* **本文**:
((

第371号
発行日:1992年1月30日
発行者:日蓮正宗自由通信同盟
創刊日:1991年1月1日
一年前、日顕は自分についてきてくれと皆に泣いて頼んだ
ところが今はわずかばかりの援助金で自分に従えと言う
一月二十八日、大石寺の大書院でおこなわれた法華講支部教師指導会において、日顕は話の途中、録音テープをとることを禁じた。これまで何度も、本紙『地涌』などで発言を暴露され、批判されてきたことが、日顕には相当こたえているようだ。
テープをとるなということを一言、命ずればいいのに、一人であわてふためいているのである。その詳細は次のとおり。
「それから、あのー、これがちょっと実は問題なんだが、このー、あっ、おい、テープやめてくれ。テープ切って。テープ切れよ。切ったか? 向こうか、どこだ、おい、テープは? おい、切れ! 誰かいないのか、わかんないのか、切ったかー! はい。あのー、実はですね……、あのー、えっ?(個人のテープは?)個人のテープも切りなさい。いったん切りゃいいよ。うん。あのー、まっ、こりゃどうも、テープで後で残してもらうとまずいからね」
日顕はテープレコーダーに対し、実に過敏な反応をしている。ところが、日顕はちょうど一年前の平成三年一月七日に大石寺でおこなわれた衆和会初勤行会において、次のように語っている。

))

* **データ抜粋**:
((

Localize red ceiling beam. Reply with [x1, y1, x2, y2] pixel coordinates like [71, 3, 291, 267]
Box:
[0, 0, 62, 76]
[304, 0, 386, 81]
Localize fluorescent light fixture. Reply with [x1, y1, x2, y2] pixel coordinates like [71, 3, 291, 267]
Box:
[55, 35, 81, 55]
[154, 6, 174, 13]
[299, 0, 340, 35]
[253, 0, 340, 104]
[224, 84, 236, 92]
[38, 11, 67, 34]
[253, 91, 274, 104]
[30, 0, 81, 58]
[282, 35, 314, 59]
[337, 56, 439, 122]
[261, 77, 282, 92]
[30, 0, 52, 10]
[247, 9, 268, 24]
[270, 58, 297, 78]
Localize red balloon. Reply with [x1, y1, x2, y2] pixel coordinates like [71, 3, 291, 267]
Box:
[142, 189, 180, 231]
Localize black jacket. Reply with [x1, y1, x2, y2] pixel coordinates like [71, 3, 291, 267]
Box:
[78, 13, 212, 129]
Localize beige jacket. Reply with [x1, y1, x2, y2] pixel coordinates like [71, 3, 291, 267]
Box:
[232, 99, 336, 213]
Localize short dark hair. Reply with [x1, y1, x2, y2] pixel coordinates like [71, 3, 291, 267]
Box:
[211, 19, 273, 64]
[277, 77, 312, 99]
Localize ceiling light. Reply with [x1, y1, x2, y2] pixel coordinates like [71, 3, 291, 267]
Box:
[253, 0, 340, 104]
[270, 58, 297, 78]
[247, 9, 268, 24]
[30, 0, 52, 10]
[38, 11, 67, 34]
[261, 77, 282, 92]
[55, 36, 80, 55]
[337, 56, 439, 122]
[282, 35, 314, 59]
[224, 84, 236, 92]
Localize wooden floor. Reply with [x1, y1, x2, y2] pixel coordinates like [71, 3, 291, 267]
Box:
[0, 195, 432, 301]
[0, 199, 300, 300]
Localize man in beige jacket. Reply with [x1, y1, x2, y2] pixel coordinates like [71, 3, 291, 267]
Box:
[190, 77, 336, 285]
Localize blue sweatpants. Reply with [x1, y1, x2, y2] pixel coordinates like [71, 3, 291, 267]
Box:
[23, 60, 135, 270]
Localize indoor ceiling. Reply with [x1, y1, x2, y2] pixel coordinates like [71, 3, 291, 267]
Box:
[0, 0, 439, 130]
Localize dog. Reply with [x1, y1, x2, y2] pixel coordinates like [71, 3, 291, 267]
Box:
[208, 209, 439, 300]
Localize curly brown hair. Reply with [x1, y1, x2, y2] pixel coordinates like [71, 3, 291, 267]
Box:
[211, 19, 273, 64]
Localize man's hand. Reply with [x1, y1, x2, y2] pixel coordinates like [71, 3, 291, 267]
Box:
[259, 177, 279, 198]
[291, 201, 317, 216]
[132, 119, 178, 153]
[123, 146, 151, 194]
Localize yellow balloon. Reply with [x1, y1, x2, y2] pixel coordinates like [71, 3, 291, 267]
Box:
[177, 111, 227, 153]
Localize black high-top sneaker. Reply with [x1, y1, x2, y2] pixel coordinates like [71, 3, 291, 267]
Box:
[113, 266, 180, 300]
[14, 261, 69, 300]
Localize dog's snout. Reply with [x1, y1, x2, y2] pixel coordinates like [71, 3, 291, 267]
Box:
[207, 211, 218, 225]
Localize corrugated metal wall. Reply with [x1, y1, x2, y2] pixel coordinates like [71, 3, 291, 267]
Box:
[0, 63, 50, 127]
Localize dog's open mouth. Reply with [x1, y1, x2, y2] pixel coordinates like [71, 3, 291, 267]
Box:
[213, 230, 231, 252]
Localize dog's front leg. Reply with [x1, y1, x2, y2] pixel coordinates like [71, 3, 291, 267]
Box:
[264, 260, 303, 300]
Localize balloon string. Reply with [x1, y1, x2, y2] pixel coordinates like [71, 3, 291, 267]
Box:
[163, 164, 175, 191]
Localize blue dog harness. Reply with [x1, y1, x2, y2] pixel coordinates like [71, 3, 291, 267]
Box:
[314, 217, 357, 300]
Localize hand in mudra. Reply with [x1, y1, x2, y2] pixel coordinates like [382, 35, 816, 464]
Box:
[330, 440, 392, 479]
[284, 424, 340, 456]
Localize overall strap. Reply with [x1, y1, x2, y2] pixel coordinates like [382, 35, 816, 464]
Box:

))

* **課題一覧**:
**A.** 本文によると、一月二十八日の法華講支部教師指導会は大石寺のどこでおこなわれましたか。
**B.** 本文のうち、「テープをとるなということを一」を含む語句で始まり「いて、次のように語っている。」で終わる部分を、「テープレコーダー」を「録音機」に置き換えて書き改めてください。

* **課題の解答**:
**A.** 大書院です。

**B.**
テープをとるなということを一言、命ずればいいのに、一人であわてふためいているのである。その詳細は次のとおり。
「それから、あのー、これがちょっと実は問題なんだが、このー、あっ、おい、テープやめてくれ。テープ切って。テープ切れよ。切ったか? 向こうか、どこだ、おい、テープは? おい、切れ! 誰かいないのか、わかんないのか、切ったかー! はい。あのー、実はですね……、あのー、えっ?(個人のテープは?)個人のテープも切りなさい。いったん切りゃいいよ。うん。あのー、まっ、こりゃどうも、テープで後で残してもらうとまずいからね」
日顕は録音機に対し、実に過敏な反応をしている。ところが、日顕はちょうど一年前の平成三年一月七日に大石寺でおこなわれた衆和会初勤行会において、次のように語っている。